Entries taken from a pointing dataset:

#####

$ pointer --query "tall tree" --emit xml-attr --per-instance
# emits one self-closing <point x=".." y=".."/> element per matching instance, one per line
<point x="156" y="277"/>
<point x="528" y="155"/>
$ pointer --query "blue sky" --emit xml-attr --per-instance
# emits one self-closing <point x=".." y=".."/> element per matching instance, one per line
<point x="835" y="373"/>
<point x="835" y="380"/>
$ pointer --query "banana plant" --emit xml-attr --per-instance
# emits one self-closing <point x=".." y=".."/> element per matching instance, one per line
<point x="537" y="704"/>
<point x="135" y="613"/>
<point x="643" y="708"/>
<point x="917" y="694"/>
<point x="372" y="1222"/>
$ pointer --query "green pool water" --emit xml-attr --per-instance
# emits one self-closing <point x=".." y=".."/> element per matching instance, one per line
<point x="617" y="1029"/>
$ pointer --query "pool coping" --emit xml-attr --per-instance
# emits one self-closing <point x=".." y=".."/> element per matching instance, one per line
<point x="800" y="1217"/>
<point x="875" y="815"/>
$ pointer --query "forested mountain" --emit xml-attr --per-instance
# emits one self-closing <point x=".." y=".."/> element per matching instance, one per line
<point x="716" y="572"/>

#####

**Written task**
Can you reproduce every line of the material above, keeping each character unchanged?

**Final answer**
$ pointer --query "tall tree" --emit xml-attr --per-instance
# emits one self-closing <point x=".." y=".."/> element per matching instance, one per line
<point x="156" y="277"/>
<point x="528" y="155"/>
$ pointer --query "blue sky" --emit xml-attr --per-instance
# emits one self-closing <point x=".." y=".."/> element per matching instance, one per line
<point x="835" y="373"/>
<point x="835" y="380"/>
$ pointer --query "banana plant" --emit xml-attr --per-instance
# emits one self-closing <point x=".." y=".."/> element per matching instance, one per line
<point x="537" y="704"/>
<point x="135" y="613"/>
<point x="643" y="708"/>
<point x="917" y="694"/>
<point x="372" y="1222"/>
$ pointer --query "green pool water" --emit xml-attr --per-instance
# emits one self-closing <point x=".." y=".."/> element per matching instance, one per line
<point x="617" y="1029"/>
$ pointer --query "pool coping" --emit xml-attr --per-instance
# emits one self-closing <point x=".." y=".."/> element per matching instance, one per line
<point x="800" y="1217"/>
<point x="875" y="815"/>
$ pointer --query "forested mountain" --emit xml-attr --per-instance
# emits one self-closing <point x=".." y=".."/> element per matching instance, one per line
<point x="716" y="572"/>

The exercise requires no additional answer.